◆ **WHAT TO PRODUCE**
Print this span of the material below exactly: the line with "Target: snowy ground", the line with "of the blue", and every line between them, but nothing else.

◆ **SUPPLIED ENTRIES**

● ● ● ● ●

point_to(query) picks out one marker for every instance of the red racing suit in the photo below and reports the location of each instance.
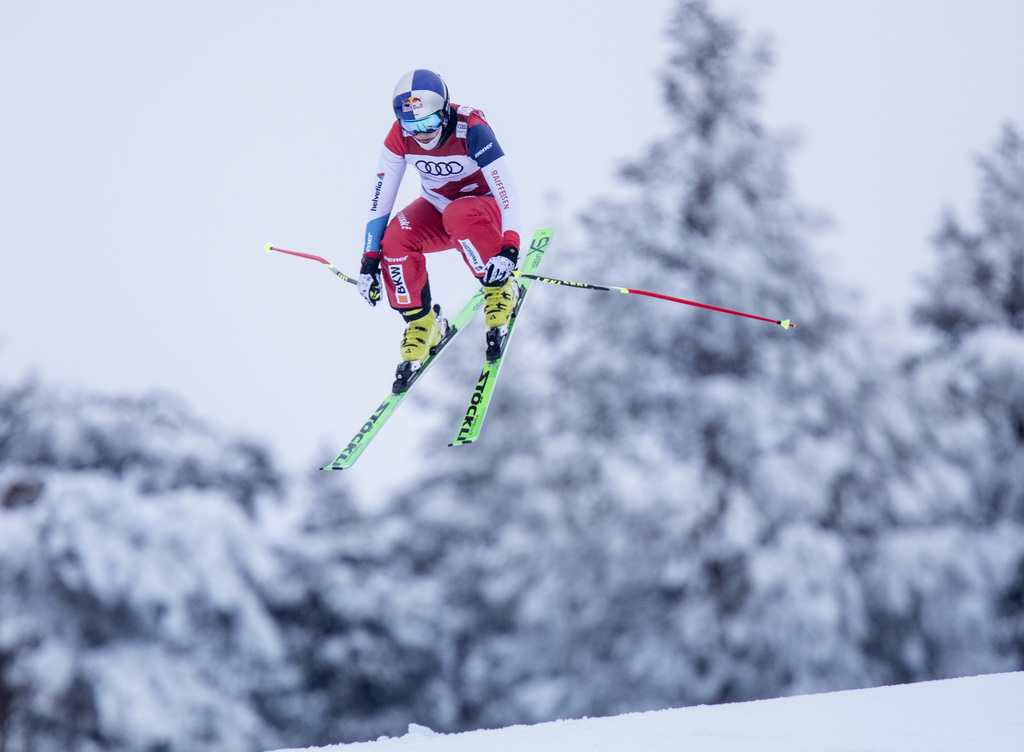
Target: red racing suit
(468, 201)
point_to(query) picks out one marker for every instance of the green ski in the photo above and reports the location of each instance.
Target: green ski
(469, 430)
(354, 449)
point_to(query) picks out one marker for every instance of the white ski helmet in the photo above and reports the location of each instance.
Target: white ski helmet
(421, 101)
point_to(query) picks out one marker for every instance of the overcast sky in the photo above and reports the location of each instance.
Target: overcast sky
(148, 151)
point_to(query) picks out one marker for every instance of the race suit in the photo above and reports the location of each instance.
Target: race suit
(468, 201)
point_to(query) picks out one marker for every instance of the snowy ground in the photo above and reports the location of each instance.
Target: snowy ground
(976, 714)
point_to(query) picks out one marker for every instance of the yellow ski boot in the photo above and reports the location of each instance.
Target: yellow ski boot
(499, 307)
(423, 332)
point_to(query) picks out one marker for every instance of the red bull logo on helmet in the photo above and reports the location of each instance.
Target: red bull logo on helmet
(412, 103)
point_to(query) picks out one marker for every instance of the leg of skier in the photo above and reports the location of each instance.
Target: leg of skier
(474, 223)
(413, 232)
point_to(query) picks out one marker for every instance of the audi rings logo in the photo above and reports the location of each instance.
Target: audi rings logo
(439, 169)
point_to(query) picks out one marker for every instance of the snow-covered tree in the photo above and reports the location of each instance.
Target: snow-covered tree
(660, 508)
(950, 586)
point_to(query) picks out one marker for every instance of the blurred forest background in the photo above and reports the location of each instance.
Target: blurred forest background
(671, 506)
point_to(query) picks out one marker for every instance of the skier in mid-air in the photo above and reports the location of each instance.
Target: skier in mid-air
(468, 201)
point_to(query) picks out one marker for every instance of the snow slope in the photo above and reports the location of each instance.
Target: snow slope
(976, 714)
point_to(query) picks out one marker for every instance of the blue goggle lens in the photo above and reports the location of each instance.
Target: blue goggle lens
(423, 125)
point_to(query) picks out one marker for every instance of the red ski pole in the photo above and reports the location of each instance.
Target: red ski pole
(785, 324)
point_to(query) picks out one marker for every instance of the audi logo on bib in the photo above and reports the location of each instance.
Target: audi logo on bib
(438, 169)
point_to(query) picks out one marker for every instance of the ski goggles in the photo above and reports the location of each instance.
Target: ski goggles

● ● ● ● ●

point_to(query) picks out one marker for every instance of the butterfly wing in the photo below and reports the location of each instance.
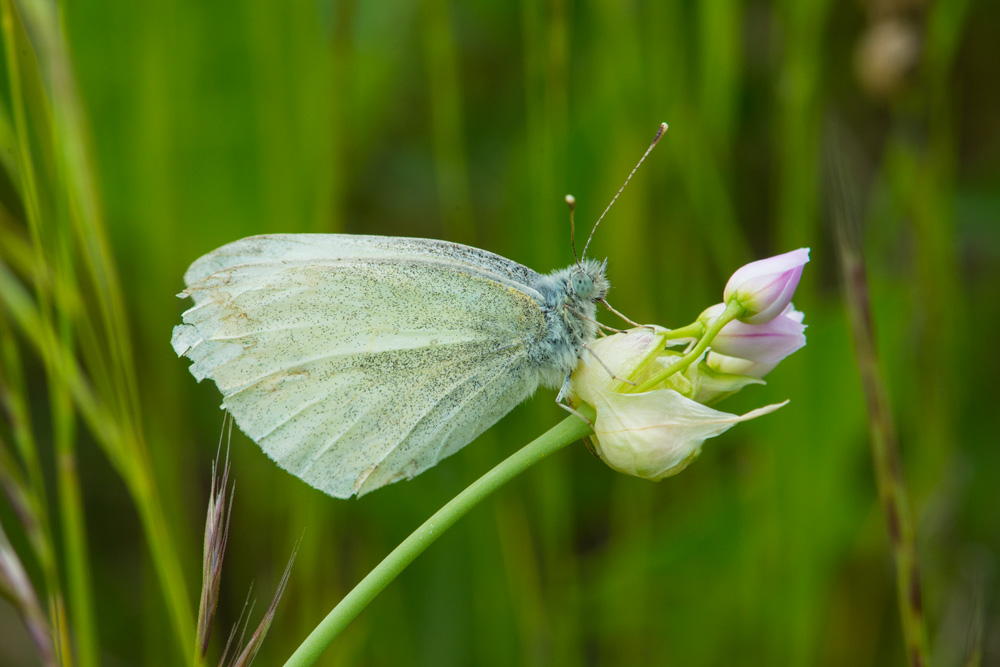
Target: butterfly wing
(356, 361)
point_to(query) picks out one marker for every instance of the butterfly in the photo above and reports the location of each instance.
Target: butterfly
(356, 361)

● ● ● ● ●

◆ **WORKED SOLUTION**
Target: snowy ground
(976, 714)
point_to(query) picks out one marker for every instance of the yellow ski boot in the photo above and reports the location of each instance.
Target: yellow ski boot
(499, 307)
(423, 332)
point_to(query) picks out one marker for every instance of the red bull logo on helmet in the photo above and reports the location of each instance.
Target: red bull logo on helmet
(412, 103)
point_to(query) picks out one marker for every instance of the leg of skier in the photo above and reports the location of each instance.
Target: leg of skier
(474, 223)
(413, 232)
point_to(query) picks out one marker for every instance of the audi rings logo in the photo above and reports the location of each instance.
Target: audi rings logo
(439, 169)
point_to(query) picks out one marker for every instance of the snow-covered tree in the photo above and reports the location of each instance.
Target: snow-covered tree
(660, 508)
(950, 586)
point_to(query) picks out one marker for every instance of the blurred forest background in the photo above and reports the location of each instance.
Target: blurred forest background
(671, 506)
point_to(query) picks out one marker for every instance of the skier in mid-air in the photo above and reports the location of each instance.
Target: skier in mid-air
(468, 201)
point_to(query) picks out one marker for every instance of the snow slope in the photo above and reports the location of each instance.
Target: snow slope
(976, 714)
point_to(query) picks out one marker for every instance of the blue goggle lens in the photo above and reports the location of each instance.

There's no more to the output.